▶ _Extracted information_
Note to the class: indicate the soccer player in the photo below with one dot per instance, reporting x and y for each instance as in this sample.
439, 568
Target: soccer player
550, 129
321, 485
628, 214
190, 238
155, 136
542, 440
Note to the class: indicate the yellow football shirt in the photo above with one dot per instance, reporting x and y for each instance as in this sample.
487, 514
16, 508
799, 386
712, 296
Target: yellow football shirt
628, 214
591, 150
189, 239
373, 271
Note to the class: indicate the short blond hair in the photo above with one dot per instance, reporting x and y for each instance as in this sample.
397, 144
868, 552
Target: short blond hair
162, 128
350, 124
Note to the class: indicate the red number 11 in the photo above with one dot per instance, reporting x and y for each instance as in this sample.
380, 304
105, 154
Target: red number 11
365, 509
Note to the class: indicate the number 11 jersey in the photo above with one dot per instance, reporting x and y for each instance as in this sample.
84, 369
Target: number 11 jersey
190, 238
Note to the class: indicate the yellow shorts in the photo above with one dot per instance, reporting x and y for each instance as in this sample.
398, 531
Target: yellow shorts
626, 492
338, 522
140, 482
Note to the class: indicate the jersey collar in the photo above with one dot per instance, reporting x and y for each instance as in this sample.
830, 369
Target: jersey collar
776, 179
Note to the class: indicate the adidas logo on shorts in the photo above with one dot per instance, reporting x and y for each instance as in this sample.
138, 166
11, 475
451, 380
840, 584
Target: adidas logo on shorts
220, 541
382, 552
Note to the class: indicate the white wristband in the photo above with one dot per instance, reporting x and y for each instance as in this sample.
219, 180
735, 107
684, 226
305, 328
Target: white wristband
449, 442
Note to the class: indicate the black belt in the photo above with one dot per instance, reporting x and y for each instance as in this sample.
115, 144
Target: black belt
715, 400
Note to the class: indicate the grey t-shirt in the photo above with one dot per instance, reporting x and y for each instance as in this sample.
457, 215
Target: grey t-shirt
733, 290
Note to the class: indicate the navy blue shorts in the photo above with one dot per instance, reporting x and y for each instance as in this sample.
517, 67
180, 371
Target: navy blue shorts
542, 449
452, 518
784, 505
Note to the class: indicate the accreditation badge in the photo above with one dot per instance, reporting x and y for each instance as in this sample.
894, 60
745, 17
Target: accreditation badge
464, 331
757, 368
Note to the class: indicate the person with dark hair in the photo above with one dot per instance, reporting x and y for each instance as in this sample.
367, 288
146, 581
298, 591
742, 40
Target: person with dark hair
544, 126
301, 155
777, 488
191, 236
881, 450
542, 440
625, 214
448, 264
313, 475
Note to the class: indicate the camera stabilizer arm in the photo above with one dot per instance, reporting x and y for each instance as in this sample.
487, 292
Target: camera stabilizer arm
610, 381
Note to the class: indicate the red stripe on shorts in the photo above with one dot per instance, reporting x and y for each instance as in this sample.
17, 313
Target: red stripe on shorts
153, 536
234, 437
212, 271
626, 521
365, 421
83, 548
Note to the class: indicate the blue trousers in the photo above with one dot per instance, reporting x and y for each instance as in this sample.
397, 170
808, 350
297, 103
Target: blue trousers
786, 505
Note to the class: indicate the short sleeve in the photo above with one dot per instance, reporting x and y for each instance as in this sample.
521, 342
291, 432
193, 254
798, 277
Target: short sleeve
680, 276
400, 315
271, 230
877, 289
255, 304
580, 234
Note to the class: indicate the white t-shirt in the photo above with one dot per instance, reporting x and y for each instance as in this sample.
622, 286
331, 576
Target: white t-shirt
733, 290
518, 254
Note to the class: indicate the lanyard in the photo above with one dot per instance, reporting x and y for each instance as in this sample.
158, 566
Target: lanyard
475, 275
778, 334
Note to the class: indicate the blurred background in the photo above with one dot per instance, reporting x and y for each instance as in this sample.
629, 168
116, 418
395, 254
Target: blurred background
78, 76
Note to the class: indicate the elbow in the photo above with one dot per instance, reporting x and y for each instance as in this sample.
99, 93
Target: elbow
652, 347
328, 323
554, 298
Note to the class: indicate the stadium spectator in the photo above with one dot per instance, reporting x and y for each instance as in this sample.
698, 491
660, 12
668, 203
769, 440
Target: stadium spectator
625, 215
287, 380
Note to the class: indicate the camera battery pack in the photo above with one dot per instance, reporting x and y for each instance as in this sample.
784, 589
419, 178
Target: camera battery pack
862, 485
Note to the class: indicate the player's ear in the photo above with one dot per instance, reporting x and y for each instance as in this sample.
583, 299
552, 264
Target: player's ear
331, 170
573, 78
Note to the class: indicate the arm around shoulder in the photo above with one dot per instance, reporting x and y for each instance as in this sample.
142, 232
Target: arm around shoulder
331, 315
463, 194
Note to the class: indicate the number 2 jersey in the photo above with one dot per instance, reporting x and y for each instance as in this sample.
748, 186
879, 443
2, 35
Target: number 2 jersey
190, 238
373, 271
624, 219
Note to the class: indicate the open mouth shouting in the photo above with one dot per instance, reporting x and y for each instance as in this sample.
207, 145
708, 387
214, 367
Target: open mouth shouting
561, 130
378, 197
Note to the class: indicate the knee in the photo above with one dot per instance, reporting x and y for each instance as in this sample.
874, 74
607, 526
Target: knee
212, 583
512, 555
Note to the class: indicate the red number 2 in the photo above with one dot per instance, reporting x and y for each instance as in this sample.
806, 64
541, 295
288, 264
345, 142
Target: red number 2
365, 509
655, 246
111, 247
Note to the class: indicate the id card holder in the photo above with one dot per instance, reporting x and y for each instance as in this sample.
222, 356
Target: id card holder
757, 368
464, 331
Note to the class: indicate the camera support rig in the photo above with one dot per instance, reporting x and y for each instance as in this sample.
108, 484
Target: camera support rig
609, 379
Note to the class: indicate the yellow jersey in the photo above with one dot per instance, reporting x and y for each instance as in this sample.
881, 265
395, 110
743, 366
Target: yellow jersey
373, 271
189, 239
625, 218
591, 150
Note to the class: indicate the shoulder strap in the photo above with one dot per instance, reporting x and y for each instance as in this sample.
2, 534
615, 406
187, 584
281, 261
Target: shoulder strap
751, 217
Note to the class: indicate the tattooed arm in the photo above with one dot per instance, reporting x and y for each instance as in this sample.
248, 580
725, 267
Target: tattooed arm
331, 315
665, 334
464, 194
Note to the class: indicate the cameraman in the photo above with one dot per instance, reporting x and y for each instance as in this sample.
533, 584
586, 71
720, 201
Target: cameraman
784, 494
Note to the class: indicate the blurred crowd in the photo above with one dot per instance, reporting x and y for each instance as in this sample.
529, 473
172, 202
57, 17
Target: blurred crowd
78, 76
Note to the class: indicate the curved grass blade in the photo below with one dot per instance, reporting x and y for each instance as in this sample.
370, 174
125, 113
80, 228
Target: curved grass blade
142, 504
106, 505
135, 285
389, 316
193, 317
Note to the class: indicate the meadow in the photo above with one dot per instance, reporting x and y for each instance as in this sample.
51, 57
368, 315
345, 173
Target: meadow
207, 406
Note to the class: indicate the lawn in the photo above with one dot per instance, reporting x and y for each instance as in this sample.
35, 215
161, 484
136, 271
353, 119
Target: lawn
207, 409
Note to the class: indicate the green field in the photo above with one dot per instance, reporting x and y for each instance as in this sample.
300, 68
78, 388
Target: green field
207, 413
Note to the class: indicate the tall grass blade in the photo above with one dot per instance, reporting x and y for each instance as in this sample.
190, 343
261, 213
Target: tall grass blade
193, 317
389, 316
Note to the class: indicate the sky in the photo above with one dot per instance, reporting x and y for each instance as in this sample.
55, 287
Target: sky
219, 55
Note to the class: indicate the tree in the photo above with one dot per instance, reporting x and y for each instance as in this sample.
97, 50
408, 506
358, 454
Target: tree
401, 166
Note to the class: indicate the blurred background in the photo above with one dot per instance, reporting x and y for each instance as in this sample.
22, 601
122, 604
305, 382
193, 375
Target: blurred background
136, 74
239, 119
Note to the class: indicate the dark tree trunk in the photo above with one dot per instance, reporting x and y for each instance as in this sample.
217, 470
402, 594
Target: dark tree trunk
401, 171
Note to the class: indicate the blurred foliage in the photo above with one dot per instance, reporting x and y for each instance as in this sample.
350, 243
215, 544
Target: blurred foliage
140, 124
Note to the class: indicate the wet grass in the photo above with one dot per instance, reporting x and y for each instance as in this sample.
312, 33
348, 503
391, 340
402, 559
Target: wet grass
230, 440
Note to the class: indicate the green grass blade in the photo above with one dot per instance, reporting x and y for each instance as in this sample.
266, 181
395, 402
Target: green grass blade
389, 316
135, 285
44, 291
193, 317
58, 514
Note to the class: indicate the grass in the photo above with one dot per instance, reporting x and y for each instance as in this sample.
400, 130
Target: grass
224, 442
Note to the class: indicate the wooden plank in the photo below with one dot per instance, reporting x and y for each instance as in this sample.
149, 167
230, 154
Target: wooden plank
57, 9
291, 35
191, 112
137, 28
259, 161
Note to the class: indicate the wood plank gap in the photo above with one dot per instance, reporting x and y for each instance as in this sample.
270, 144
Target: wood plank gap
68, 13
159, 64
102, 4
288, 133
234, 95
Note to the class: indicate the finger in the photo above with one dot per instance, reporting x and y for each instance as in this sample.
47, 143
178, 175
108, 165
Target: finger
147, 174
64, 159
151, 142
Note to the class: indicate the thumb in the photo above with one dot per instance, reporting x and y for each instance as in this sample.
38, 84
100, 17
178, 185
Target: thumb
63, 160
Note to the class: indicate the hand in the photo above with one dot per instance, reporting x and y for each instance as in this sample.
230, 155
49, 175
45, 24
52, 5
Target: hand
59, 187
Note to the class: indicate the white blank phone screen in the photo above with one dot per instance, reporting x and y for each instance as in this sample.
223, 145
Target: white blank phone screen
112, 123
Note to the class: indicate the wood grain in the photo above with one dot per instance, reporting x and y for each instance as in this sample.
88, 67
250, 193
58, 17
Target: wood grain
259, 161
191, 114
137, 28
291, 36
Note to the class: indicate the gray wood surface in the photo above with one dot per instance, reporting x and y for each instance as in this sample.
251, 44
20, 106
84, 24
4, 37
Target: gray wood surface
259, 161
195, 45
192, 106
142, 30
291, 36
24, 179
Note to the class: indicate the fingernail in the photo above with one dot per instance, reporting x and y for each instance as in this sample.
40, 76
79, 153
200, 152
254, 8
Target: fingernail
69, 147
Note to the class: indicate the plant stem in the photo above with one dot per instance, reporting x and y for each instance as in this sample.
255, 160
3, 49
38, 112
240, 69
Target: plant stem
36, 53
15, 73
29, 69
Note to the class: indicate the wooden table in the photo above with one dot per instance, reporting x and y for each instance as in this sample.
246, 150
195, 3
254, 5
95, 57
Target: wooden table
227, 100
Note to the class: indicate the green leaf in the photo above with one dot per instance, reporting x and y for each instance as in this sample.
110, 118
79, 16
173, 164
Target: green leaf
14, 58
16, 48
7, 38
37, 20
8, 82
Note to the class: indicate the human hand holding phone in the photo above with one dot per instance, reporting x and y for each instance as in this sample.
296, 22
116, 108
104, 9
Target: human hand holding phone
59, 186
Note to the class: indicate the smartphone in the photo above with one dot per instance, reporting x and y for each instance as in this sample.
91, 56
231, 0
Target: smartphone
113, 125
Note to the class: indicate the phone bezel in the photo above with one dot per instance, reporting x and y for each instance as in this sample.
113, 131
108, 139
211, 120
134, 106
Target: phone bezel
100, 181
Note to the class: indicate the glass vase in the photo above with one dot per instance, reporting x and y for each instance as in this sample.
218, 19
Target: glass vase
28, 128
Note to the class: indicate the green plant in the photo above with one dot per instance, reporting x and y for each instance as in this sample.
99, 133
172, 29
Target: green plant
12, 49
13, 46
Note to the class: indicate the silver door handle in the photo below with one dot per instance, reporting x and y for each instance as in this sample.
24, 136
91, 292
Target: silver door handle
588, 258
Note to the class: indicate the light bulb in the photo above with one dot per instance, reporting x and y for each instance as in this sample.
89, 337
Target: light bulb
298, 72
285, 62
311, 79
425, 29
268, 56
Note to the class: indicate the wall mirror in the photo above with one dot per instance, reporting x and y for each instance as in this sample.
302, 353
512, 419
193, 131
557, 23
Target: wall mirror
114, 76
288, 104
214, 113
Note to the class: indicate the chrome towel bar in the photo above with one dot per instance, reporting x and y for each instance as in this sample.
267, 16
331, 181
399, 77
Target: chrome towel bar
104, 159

▶ _Problem to work on_
Extract, exactly as they appear, the lines from the one containing "Note to the class: indicate the human" through the final line.

▶ _Task result_
Note to the class: indicate the human hand holding phone in the photo above with one dot per instance, reporting x and y for each instance as in this sample.
296, 22
116, 108
104, 9
Target: human hand holding phone
59, 186
Note to the class: indicate the smartphone in the photo above with one dot per instance, reporting x and y for each instance as in this sample.
91, 56
231, 0
Target: smartphone
113, 125
Note to the class: indicate the phone bezel in the photo above with one dot per instance, reporting x and y for each instance as in this sample.
113, 131
108, 139
211, 120
134, 106
Target: phone bezel
100, 181
Note to the class: indicate the glass vase in the photo above with one dot per instance, reporting x and y for each instance as in this sample.
218, 19
Target: glass vase
28, 128
Note to the class: indicate the green plant in the photo above with one dot per instance, reporting x and y for each instance as in this sample.
99, 133
172, 29
Target: green plant
12, 49
13, 46
Note to the class: indicate the silver door handle in the photo below with one dot per instance, reporting x and y for each instance as in this sample.
24, 136
91, 292
Target: silver door handle
588, 258
Note to the class: indicate the light bulb in the photo above with one dot per instance, reporting x and y for each instance as in this sample.
89, 337
Target: light bulb
298, 72
285, 62
311, 79
425, 29
268, 56
Note to the class: indicate the wall mirror in the photo above with one dot per instance, reporting x and y for each instance as in this sample.
302, 353
512, 419
193, 131
557, 23
Target: wall mirror
114, 76
288, 104
214, 113
Note to the class: indicate the chrome towel bar in the photo above with one dot per instance, reporting x and y for each instance as in this sample.
267, 16
331, 181
399, 77
Target: chrome towel bar
104, 159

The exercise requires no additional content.